Copy the lines of the listing below word for word, starting at the line that contains "the brick column" and ending at the line that contains "[[364, 723], [250, 720]]", with both of those lines included.

---- GIVEN RECORDS

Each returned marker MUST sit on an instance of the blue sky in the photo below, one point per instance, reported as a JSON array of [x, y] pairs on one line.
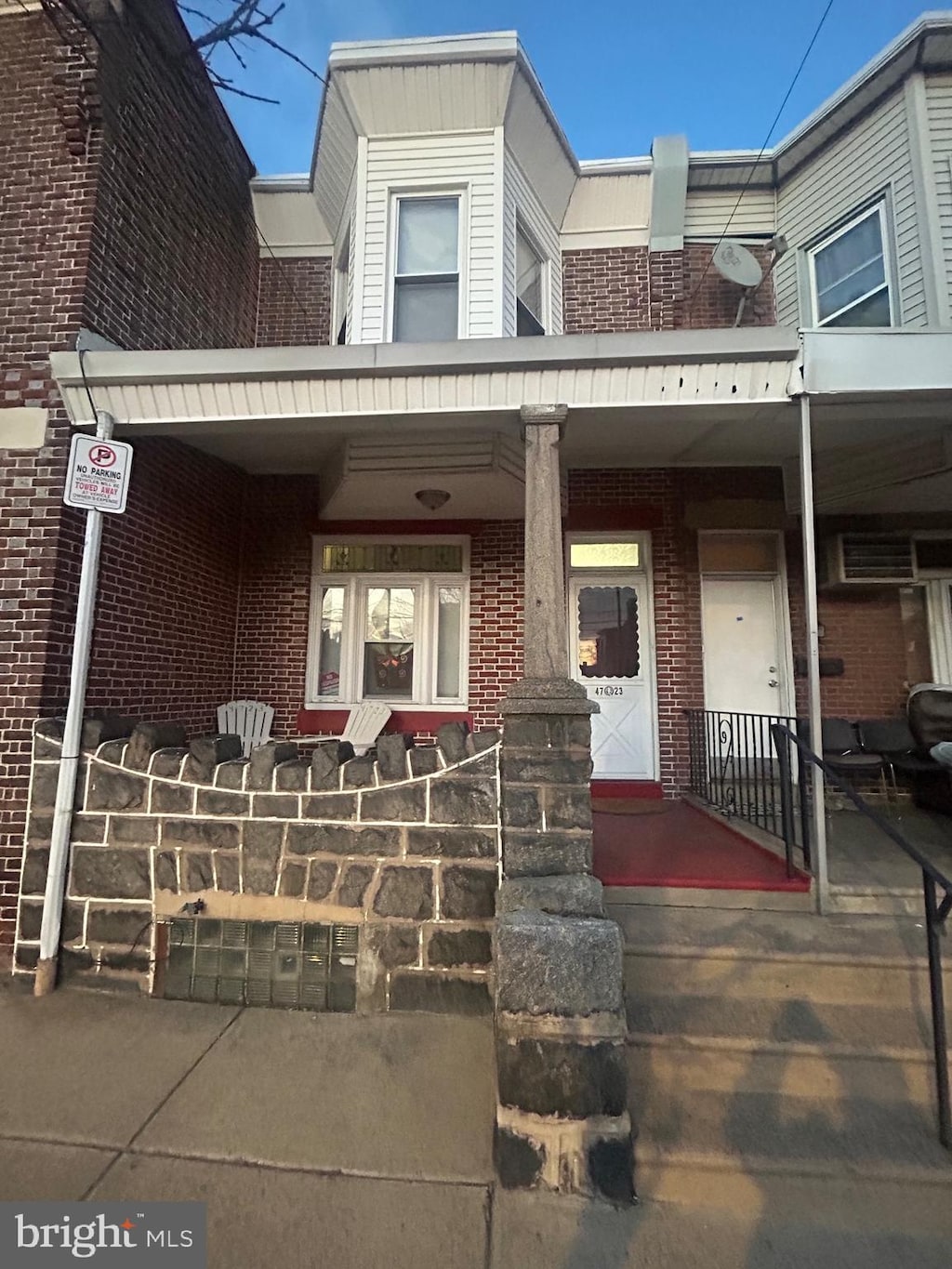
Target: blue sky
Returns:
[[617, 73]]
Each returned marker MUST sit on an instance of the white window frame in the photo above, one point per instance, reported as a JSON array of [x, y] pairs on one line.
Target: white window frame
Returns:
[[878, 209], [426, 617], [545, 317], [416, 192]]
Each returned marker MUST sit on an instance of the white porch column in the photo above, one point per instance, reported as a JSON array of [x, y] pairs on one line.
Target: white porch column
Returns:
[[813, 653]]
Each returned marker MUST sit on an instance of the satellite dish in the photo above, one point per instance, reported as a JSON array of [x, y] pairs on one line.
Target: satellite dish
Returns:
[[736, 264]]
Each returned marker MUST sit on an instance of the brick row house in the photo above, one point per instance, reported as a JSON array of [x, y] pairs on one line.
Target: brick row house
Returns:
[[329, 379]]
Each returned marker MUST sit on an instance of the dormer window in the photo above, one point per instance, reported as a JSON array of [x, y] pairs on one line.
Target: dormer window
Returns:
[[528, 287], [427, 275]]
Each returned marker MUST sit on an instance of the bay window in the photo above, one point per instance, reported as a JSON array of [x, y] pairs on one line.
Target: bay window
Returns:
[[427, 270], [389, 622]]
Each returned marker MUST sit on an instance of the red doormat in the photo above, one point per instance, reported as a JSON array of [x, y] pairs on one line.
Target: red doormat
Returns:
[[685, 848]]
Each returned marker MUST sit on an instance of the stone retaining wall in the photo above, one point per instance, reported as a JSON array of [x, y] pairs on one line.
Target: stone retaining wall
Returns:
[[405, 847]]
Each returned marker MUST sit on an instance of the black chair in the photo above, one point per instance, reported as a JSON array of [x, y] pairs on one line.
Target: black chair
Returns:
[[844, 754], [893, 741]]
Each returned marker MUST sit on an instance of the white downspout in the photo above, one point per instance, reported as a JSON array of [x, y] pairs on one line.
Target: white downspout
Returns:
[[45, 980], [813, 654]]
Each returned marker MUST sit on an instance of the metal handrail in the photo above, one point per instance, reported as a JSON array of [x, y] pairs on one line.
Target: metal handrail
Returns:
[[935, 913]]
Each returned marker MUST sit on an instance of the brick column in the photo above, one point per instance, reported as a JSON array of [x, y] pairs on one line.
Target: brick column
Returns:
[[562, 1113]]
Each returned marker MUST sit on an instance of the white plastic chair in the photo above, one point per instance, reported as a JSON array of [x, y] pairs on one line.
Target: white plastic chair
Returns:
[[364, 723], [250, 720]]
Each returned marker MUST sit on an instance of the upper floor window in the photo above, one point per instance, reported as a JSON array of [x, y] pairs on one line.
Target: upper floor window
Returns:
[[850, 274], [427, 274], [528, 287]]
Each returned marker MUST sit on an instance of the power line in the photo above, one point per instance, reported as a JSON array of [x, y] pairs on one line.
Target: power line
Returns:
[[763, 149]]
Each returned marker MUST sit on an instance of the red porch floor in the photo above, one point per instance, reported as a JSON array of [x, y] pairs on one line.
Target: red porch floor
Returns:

--------

== THE COMPLETED TASK ==
Each returned marker MUST sit on an instance of the brick column in the photo above, one point per instance, reported as a JSON array of [x, y] pairs on one line.
Target: brick column
Returns:
[[562, 1113]]
Each returned marker MUST sit on an instance of the white plastic chair in the photo above, one point per instance, reported as a JSON array of [x, y] pairs on one line.
Target: white plastic chair
Returns:
[[364, 723], [250, 720]]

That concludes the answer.